Казалось бы, ничего особенного он не сделал. Но этот безобидный эпизод вывел меня из равновесия. Ведь я думал бить именно в ту сторону, где Яшин только что готовил себе место для приземления. Я стал уверять самого себя, что это чистейшая случайность, но кто-то внутри шептал мне совсем иное: видишь, какая у него интуиция. Нет, дружок, так просто его не возьмешь…
Я потерял спокойствие и стал панически соображать, в какой же все-таки угол бить. В какой? Чтобы ответить самому себе на этот вопрос, нужно было предельно точно оценить обстановку. И я взглянул вперед. Взглянул на Яшина.
Повторяю, это был не первый в моей спортивной жизни случай, когда я выполнял пенальти. Я отлично помню, как вели себя в эти мгновенья вратари. Одни нервно покачивались из стороны в сторону, словно пытаясь «укачать» стоящего перед ними игрока, другие готовились после удара сорваться со своего места навстречу мячу, третьи переминались с ноги на ногу…
Яшин застыл в воротах, как изваяние. Никогда мне не приходилось видеть более невыразительной позы и такого спокойного, даже жестокого взгляда. Пригнувшись и устремив неподвижный взор на лежащий на специальной белой отметине мяч, советский голкипер как бы отрешился от всего на свете, кроме него. Как ни мало было времени, отпущенного в мое распоряжение, я успел подумать: «Как много я бы отдал, чтобы заглянуть сейчас в его душу». Но Яшин был непроницаем. Ко многим его достоинствам, открытым нами в ходе игры, надо добавить еще одно: превосходное умение не выдавать своих чувств, своего состояния.
Я наблюдал за ним, стараясь заметить в его поведении какой-нибудь штрих, который бы подсказал мне правильное решение, но тщетно. Раздался свисток. Огромным усилием воли я сбросил на валившуюся на сердце тяжесть. Разбежался и ударил по мячу, вложив в этот удар всю силу, всю злость и жажду гола.
Почти в тоже мгновенье я увидел лежащего на земле Яшина. Лежащего на том самом месте, где должен был просвистеть летевший в сетку мяч. Потом, словно в молчавшем телевизоре включили звук, в уши ворвался оглушительный рев трибун. Громом аплодисментов зрители приветствовали искусство спортсмена, совершившего, казалось бы, невозможное.
Австрийская пресса довольно единодушно прокомментировала этот эпизод так, что я, дескать, пробил мяч прямо во вратаря. Я не собираюсь оправдываться, тем более что сейчас это бессмысленно, но твердо знаю, что мяч шел, по крайней мере, метра на полтора-два в стороне от Яшина, причем с очень высокой скоростью. Немногие из вратарей, которых я повидал за свою жизнь в разных странах, смогли бы отбить или даже достать его. Яшин же накрыл мяч с поражающей легкостью.

## Фрагменты набора данных
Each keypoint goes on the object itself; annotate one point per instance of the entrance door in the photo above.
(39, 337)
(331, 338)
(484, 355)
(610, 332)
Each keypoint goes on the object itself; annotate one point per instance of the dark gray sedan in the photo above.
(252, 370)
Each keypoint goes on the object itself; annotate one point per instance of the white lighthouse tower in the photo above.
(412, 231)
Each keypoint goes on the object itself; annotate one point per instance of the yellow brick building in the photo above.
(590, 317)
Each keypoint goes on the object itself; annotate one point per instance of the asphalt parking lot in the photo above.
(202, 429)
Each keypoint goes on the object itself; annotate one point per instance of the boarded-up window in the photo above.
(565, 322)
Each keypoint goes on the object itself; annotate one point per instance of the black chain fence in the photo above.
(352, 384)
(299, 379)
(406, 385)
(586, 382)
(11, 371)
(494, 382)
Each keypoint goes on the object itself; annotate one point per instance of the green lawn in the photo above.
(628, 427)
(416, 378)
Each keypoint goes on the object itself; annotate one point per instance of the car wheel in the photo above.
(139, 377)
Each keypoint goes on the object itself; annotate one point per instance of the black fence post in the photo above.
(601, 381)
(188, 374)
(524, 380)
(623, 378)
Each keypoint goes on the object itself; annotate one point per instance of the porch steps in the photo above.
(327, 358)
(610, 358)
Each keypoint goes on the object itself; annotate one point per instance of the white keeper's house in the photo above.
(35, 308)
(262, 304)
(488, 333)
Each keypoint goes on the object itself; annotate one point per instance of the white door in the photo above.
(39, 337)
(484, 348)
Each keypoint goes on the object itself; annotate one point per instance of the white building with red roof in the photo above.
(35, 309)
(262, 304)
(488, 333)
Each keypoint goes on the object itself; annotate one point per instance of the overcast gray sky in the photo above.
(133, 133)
==
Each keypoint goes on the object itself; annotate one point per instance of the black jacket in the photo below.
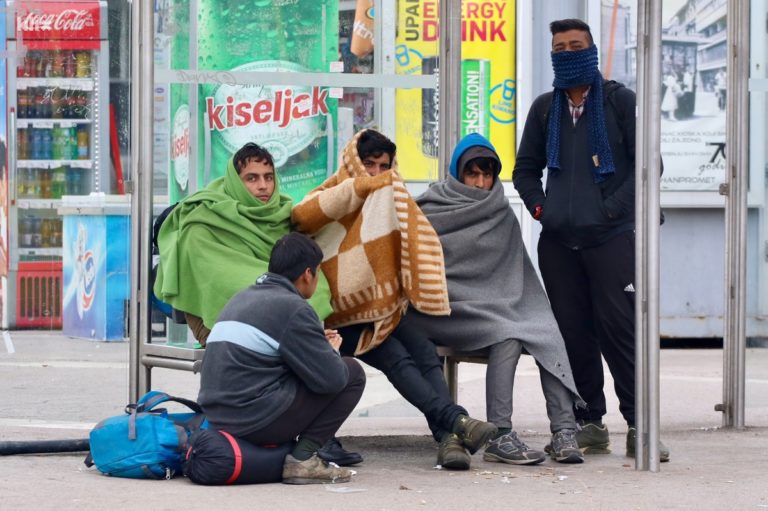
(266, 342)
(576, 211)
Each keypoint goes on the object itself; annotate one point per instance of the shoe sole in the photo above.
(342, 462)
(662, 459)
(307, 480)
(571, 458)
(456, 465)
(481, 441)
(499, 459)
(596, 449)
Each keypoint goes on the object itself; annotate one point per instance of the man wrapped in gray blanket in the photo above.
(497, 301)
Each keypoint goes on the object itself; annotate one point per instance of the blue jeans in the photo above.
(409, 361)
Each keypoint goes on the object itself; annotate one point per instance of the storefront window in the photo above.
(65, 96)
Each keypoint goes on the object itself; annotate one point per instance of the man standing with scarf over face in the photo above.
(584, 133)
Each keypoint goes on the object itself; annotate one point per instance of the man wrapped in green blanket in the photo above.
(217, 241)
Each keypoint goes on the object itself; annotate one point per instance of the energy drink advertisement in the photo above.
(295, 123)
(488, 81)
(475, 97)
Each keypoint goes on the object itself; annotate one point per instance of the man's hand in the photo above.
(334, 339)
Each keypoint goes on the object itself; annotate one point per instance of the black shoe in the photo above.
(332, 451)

## Задание 1
Пожалуйста, повторите слово в слово часть рассказа о пенальти, начав со слов «Почти в тоже» и остановившись после слов «казалось бы, невозможное.».
## Задание 2
На каком расстоянии от Яшина, по утверждению рассказчика в отрывке о пенальти, шел мяч?
## Задание 3
Продолжите рассказ о пенальти, пробитом Яшину, с того места, на котором он заканчивается.

## Ответ на задание 1
Почти в тоже мгновенье я увидел лежащего на земле Яшина. Лежащего на том самом месте, где должен был просвистеть летевший в сетку мяч. Потом, словно в молчавшем телевизоре включили звук, в уши ворвался оглушительный рев трибун. Громом аплодисментов зрители приветствовали искусство спортсмена, совершившего, казалось бы, невозможное.

## Ответ на задание 2
По крайней мере метра на полтора-два в стороне от Яшина.

## Ответ на задание 3
И, после того как в середине второго тайма ваша команда провела второй гол, мы не успокоились. Еще несколько острых атак накатились на ваши ворота. Я лез из кожи, чтобы исправить роковую ошибку, которая, несомненно, оказала решающее значение на ход матча. Но Яшин по-прежнему играл великолепно, и силы мои постепенно иссякли.
Что еще сказать? Месяца три-четыре после чемпионата мира со мной происходило что-то странное. В первенстве страны резко упала результативность. Я не забил четыре пенальти подряд, и это право стали предоставлять другому.
— Что с тобой происходит? — спрашивали тренеры, родные, товарищи.
Я только пожимал плечами. Разве мог я объяснить им, что каждый раз, когда звучит свисток судьи, мне чудится в воротах могучая фигура Яшина. Мне чудится его лицо. Сознайся я в этом, меня бы приняла за больного. А тем не менее все это было так, именно так…
Во время шведского турнира футбольный мир узнал и признал много молодых талантов. И среди них одним из первых — Льва Яшина.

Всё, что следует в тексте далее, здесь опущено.